+++ Dataset extract

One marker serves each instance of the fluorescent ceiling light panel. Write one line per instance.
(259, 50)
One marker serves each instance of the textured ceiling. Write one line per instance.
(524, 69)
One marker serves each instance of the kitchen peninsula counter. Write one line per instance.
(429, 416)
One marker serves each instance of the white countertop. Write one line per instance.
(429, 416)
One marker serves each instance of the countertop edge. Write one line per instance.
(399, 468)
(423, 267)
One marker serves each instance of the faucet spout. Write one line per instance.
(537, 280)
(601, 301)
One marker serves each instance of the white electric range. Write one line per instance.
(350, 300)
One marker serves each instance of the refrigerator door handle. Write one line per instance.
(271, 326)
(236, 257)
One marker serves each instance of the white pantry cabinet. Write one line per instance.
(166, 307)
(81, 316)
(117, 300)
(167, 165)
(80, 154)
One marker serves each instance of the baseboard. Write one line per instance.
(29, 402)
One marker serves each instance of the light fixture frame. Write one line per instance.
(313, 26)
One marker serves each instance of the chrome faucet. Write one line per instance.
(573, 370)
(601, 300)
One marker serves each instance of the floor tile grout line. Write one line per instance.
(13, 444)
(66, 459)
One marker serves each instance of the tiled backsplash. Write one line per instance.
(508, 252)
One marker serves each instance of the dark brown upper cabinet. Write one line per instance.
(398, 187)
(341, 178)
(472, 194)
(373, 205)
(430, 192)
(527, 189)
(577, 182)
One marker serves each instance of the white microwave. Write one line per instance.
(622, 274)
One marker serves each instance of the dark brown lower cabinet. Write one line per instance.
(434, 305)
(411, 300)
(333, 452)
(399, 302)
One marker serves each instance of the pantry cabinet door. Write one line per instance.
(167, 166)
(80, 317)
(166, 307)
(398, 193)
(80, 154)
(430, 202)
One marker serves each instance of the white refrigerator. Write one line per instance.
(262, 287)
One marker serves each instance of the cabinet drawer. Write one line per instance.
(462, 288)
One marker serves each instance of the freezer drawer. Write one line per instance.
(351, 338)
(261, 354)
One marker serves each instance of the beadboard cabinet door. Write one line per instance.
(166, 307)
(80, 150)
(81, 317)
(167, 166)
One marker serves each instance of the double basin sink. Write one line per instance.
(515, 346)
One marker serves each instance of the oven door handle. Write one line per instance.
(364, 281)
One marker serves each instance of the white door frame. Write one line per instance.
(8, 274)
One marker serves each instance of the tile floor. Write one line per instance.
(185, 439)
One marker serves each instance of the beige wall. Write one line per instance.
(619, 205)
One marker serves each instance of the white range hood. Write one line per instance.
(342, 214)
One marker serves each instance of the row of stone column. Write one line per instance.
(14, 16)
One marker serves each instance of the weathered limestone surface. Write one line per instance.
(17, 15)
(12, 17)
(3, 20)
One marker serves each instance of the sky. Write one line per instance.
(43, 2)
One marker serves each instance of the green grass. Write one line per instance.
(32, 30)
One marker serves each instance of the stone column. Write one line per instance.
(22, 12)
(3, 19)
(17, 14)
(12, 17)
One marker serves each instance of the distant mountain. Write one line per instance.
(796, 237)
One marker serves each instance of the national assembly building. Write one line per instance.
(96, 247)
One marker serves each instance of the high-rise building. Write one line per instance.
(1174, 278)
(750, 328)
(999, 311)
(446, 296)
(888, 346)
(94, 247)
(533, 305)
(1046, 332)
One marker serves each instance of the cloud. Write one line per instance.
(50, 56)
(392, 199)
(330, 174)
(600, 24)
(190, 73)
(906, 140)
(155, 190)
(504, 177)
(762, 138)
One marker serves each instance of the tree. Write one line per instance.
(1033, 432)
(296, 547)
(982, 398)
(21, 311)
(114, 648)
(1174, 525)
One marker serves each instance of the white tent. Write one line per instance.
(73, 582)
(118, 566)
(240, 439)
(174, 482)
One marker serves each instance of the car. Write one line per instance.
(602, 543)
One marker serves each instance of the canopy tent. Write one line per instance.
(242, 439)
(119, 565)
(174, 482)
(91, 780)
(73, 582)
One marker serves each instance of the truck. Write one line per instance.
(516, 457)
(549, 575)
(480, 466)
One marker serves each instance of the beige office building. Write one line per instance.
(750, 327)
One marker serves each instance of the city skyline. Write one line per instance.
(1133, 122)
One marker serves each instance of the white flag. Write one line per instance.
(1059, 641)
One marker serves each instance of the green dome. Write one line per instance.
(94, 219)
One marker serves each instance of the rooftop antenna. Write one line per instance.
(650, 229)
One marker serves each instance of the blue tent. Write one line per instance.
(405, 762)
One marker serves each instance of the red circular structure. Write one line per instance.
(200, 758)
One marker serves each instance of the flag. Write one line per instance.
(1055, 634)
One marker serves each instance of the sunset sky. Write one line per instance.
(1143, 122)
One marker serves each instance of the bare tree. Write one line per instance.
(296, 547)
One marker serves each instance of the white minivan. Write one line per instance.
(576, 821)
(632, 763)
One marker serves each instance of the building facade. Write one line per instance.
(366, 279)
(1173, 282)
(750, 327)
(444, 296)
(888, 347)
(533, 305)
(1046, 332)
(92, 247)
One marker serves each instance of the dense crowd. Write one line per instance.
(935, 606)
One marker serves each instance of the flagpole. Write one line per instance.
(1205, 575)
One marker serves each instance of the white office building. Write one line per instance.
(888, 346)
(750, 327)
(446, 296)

++++++

Your task is to output all of the data above word for word.

> _Exercise result_:
One marker serves each instance of the fluorescent ceiling light panel. Write one line per instance.
(259, 50)
One marker serves each instance of the textured ceiling. Write one line per instance.
(524, 69)
One marker serves each instance of the kitchen peninsula counter. Write one line per instance.
(429, 416)
One marker serves each instance of the white countertop. Write one line per instance.
(429, 416)
One marker serves each instance of the countertop edge. Write one line per instance.
(399, 468)
(423, 267)
One marker serves each instance of the faucet spout. Write one line per instance.
(537, 280)
(601, 301)
One marker serves each instance of the white electric range. Write one line per instance.
(350, 300)
One marker serves each instance of the refrigerator door handle. Write one line per instance.
(271, 326)
(236, 257)
One marker serves each instance of the white pantry cabinet. Write one line per instance.
(166, 307)
(81, 316)
(117, 300)
(167, 165)
(80, 154)
One marker serves each instance of the baseboard. Write one line per instance.
(29, 402)
One marker serves each instance of the light fixture frame. Write one line per instance.
(313, 26)
One marker serves each instance of the chrome faucet. Write one line per instance.
(573, 370)
(601, 300)
One marker serves each instance of the floor tile grout line. Write one line per instance.
(13, 444)
(66, 459)
One marker serves each instance of the tiled backsplash. Write one line per instance.
(508, 252)
One marker serves each instance of the dark brown upper cabinet. Write one line per instance.
(398, 187)
(341, 178)
(472, 194)
(373, 205)
(430, 192)
(527, 189)
(577, 182)
One marker serves each instance of the white microwave. Write one line per instance.
(622, 274)
One marker serves each instance of the dark brown lower cabinet. Write one line per instance.
(434, 305)
(411, 300)
(333, 452)
(399, 302)
One marker serves each instance of the pantry cabinet door. Write one line per instance.
(167, 166)
(80, 317)
(166, 307)
(398, 193)
(80, 154)
(430, 202)
One marker serves each instance of the white refrigerator. Write one line per instance.
(262, 287)
One marker serves each instance of the cabinet drawer. Write one line per instance.
(462, 288)
One marker serves each instance of the freezer drawer. Write one line per instance.
(351, 338)
(261, 354)
One marker serves each instance of the beadboard cabinet door. Write one line per instance.
(166, 307)
(80, 150)
(81, 317)
(167, 166)
One marker serves each instance of the double basin sink. Write one line per instance.
(515, 346)
One marker serves each instance of the oven door handle. Write one line per instance.
(364, 281)
One marker serves each instance of the white door frame. Write one line per instance.
(8, 274)
One marker serves each instance of the tile floor. Write one line per instance.
(185, 439)
One marker serves each instance of the beige wall. Write one line per instance.
(619, 205)
One marker serves each instance of the white range hood. Write one line per instance.
(342, 214)
One marker serves each instance of the row of stone column. Write one line per instance.
(14, 16)
One marker serves each instance of the weathered limestone surface. Write one line per instance.
(17, 15)
(12, 17)
(3, 20)
One marker serves each instance of the sky. Write one line per instance.
(43, 2)
One marker serves each instance of the green grass. Write one line per instance.
(32, 30)
One marker serves each instance of the stone column. Write one line per instance.
(22, 12)
(3, 19)
(17, 14)
(12, 17)
One marker serves each instance of the distant mountain. Write one line per instance.
(796, 237)
One marker serves each instance of the national assembly building. Write one line per instance.
(96, 247)
One marker serves each instance of the high-rise building. Write one line per instance.
(1174, 278)
(750, 328)
(999, 311)
(446, 296)
(888, 346)
(94, 247)
(533, 305)
(1046, 332)
One marker serves each instance of the cloud. Write one line per instance.
(50, 56)
(392, 199)
(330, 174)
(600, 24)
(190, 73)
(906, 140)
(155, 190)
(504, 177)
(762, 138)
One marker serves each instance of the tree. Write one line per instance.
(1033, 432)
(296, 547)
(982, 398)
(21, 311)
(114, 648)
(1174, 525)
One marker serves each instance of the white tent. Write one line per instance.
(73, 582)
(118, 566)
(240, 439)
(174, 482)
One marker serves each instance of the car. Write one line per instance.
(602, 543)
One marker serves each instance of the canopy tent. Write one line per instance.
(242, 439)
(119, 565)
(174, 482)
(91, 780)
(73, 582)
One marker serves each instance of the truck. Write one line per instance.
(516, 457)
(549, 575)
(480, 466)
One marker serves each instance of the beige office building. Write one line per instance.
(750, 327)
One marker serves each instance of the city skyline. Write one line per instance.
(1133, 122)
One marker serves each instance of the white flag. Write one line per instance.
(1059, 641)
One marker serves each instance of the green dome. Write one line per instance.
(94, 219)
One marker serves each instance of the rooftop antenna. Write one line per instance.
(650, 229)
One marker serves each instance of the blue tent. Write one line per instance.
(405, 762)
One marker serves each instance of the red circular structure. Write one line per instance.
(200, 758)
One marker serves each instance of the flag. Write one line per instance.
(1055, 634)
One marker serves each instance of the sunset sky. Write one line per instance.
(1143, 122)
One marker serves each instance of the bare tree. Write one line per instance.
(296, 547)
One marker serves each instance of the white minivan. Write one line per instance.
(576, 821)
(632, 763)
One marker serves each instance of the building facade. Write one line per instance.
(366, 279)
(1173, 282)
(750, 327)
(444, 296)
(888, 347)
(533, 305)
(1046, 332)
(92, 247)
One marker serves each instance of the dense crowd. Write one line per instance.
(935, 606)
One marker serves each instance of the flagpole. Write one line per instance.
(1205, 575)
One marker serves each instance of the white office building. Write one line per instance.
(888, 346)
(750, 327)
(446, 296)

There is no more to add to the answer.